Görev ayrıntıları
Aşağıdaki (a), (b) ve (c) ifadelerinin kaynak belgeyle uyuşup uyuşmadığını evet ya da hayır diye belirtin ve her biri için belgedeki belirleyici sözcükleri aynen alıntılayın. (a) Temyiz dilekçesi 13.02.2014 tarihinde verilmiştir. (b) Davacı vekili tebligatın usulsüz olduğunu ileri sürmüştür. (c) İİK'nın 164. maddesinde öngörülen temyiz süresi 15 gündür.

Kaynak belge
▶
Mahkemece, taraflar arasında ticari ilişki bulunmayıp, kayıt kabule konu alacağın taraflar arasındaki iş sözleşmesinden kaynaklı işçi alacağı vasfında olduğundan uyuşmazlığın İş Kanunu hükümlerine göre çözümlenmesi gerektiği, görevli mahkemenin İş Mahkemesi olduğu gerekçesiyle dava dilekçesinin görev yönünden reddi ile mahkemenin görevsizliğine dair verilen karar, davacı vekilinin temyiz istemi üzerine Dairemizin ... tarih ve ...E., ... K. sayılı ilamıyla, mahkemece kayıt kabul talebi hakkında verilen hükmün temyiz eden davacı vekiline 30.01.2014 günü tebliğ edildiği halde, temyiz dilekçesinin İİK'nın 164. maddesinde öngörülen 10 günlük yasal süre geçirildikten sonra 13.02.2014 tarihinde verildiği, tebligatın usulsüzlüğü de ileri sürülmediğinden, süresinden sonra yapılan temyiz istemleri hakkında mahkemece bir karar verilebileceği gibi, 01.06.1990 gün ve 1989/3 Esas, 1990/4 Karar sayılı İçtihadı Birleştirme Kararında Yargıtay tarafından da karar verilebileceğinin kabul edildiği belirtilerek, temyiz isteminin süre yönünden reddine karar verilmiştir.
◀
Çıkarılan veriler
▶
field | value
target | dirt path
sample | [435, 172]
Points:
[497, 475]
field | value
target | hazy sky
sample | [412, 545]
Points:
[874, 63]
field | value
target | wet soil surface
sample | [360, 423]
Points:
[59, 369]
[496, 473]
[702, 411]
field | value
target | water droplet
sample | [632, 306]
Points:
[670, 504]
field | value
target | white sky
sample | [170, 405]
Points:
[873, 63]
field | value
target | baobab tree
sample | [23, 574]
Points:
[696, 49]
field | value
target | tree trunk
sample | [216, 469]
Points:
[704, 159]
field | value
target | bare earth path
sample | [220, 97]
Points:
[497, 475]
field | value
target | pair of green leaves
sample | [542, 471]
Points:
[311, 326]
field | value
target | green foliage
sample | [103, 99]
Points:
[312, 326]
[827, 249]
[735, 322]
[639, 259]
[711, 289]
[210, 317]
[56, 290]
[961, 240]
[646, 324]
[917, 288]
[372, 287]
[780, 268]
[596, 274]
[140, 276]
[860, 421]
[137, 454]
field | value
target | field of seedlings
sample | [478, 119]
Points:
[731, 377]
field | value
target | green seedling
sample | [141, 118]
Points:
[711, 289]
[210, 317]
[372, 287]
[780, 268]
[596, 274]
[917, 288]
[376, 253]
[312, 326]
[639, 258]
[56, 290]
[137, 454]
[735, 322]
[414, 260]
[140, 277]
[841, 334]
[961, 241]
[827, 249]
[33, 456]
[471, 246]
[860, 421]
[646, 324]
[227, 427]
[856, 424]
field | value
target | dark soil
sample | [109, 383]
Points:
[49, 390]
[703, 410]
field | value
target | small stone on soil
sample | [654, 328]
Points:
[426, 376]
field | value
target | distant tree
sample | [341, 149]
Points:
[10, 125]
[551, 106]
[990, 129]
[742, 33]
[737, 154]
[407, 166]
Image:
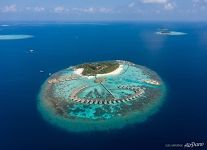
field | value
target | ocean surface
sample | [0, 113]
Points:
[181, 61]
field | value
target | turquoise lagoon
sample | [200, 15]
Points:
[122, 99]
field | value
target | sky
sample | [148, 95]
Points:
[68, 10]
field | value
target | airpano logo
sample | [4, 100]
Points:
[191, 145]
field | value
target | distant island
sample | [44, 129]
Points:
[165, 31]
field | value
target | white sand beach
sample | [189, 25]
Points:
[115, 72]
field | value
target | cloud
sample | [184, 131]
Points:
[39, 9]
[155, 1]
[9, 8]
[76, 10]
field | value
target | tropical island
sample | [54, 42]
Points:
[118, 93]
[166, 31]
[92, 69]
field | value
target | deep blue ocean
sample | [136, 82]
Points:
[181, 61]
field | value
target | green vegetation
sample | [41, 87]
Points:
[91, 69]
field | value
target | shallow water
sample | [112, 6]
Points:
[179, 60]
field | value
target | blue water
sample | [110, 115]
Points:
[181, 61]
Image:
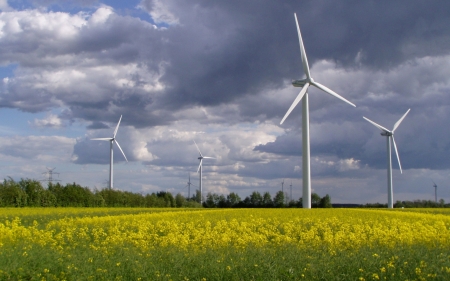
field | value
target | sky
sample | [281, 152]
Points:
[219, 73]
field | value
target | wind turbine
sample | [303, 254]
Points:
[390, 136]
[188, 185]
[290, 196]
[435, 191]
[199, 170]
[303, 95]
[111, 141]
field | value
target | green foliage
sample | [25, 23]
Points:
◀
Yanıt
(a) Evet: "temyiz dilekçesinin İİK'nın 164. maddesinde öngörülen 10 günlük yasal süre geçirildikten sonra 13.02.2014 tarihinde verildiği"
(b) Hayır: "tebligatın usulsüzlüğü de ileri sürülmediğinden"
(c) Hayır: "İİK'nın 164. maddesinde öngörülen 10 günlük yasal süre"